## Stated task:
Rewrite all the records below, replacing each "place a point on" with "mark" and changing nothing else.
[Start of Listing]
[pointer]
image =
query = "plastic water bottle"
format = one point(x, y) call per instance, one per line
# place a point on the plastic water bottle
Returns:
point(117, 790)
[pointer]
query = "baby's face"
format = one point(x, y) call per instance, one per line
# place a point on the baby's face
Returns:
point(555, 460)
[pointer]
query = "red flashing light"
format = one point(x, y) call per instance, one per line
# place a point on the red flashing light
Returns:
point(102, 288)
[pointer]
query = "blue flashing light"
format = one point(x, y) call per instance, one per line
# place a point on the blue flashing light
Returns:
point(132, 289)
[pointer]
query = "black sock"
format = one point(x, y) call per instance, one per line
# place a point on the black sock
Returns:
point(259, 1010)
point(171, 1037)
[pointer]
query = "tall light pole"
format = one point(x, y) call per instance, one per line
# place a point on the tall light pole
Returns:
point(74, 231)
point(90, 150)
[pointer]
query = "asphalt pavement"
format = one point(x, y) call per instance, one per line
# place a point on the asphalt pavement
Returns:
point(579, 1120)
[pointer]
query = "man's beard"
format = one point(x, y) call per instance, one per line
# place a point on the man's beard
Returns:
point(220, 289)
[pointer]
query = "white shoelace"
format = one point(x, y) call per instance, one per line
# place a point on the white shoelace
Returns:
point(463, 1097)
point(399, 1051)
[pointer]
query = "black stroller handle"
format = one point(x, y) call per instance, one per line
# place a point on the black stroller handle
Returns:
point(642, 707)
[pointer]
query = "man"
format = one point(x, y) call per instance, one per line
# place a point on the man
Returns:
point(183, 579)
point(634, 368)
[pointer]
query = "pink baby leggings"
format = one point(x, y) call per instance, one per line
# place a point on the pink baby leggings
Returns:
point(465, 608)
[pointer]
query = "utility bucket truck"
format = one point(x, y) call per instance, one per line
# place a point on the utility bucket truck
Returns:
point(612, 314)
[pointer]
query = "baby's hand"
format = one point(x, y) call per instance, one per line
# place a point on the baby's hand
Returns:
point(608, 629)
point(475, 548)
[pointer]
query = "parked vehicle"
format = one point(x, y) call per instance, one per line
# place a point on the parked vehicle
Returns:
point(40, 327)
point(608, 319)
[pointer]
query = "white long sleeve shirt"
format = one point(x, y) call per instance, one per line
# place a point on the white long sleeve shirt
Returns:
[End of Listing]
## Result for this task:
[pointer]
image =
query = "plastic water bottle"
format = one point(x, y) call per instance, one per line
# mark the plastic water bottle
Returns:
point(117, 790)
[pointer]
query = "baby's face"
format = one point(x, y) call per instance, one per line
# mark the baby's face
Returns:
point(555, 460)
[pointer]
query = "red flashing light"
format = one point(x, y) call per instance, one per line
# mark the red flashing light
Returns:
point(102, 288)
[pointer]
query = "blue flashing light"
format = one point(x, y) call per instance, one per line
# mark the blue flashing light
Returns:
point(132, 289)
[pointer]
query = "black sock"
format = one point(x, y) call per instance, one per line
# mark the black sock
Returns:
point(259, 1010)
point(171, 1037)
[pointer]
query = "tall light pole"
format = one point(x, y) call per instance, one per line
# mark the tall light pole
Returns:
point(74, 231)
point(90, 150)
[pointer]
query = "asphalt pavement"
format = one point(x, y) call per instance, one per line
# mark the asphalt pavement
Returns:
point(579, 1120)
[pointer]
query = "man's beard"
format = one point(x, y) call per instance, one per line
# mark the man's beard
Returns:
point(220, 289)
[pointer]
query = "white shoelace"
format = one point(x, y) call per instance, one per line
# mark the white shoelace
Returns:
point(463, 1097)
point(399, 1051)
[pointer]
query = "black stroller handle"
format = one point(x, y) call per instance, one per line
# mark the black stroller handle
Returns:
point(642, 707)
[pointer]
query = "man"
format = one point(x, y) call per instance, one per line
# mark the man
Returns:
point(183, 579)
point(634, 368)
[pointer]
query = "pink baby leggings"
format = one point(x, y) call per instance, one per line
# mark the pink baby leggings
Returns:
point(465, 608)
[pointer]
query = "utility bucket truck"
format = one point(x, y) call per instance, one per line
# mark the utility bucket truck
Returns:
point(612, 314)
[pointer]
query = "baby's hand"
format = one point(x, y) call per instance, one per line
# mark the baby's hand
Returns:
point(608, 629)
point(475, 548)
[pointer]
query = "parked vehicle"
format = one point(x, y) call per instance, one per line
# mark the parked vehicle
Returns:
point(40, 327)
point(608, 319)
[pointer]
query = "white long sleeve shirt"
format = one point(x, y) call per instance, one per line
# mark the white long sleeve shirt
Returns:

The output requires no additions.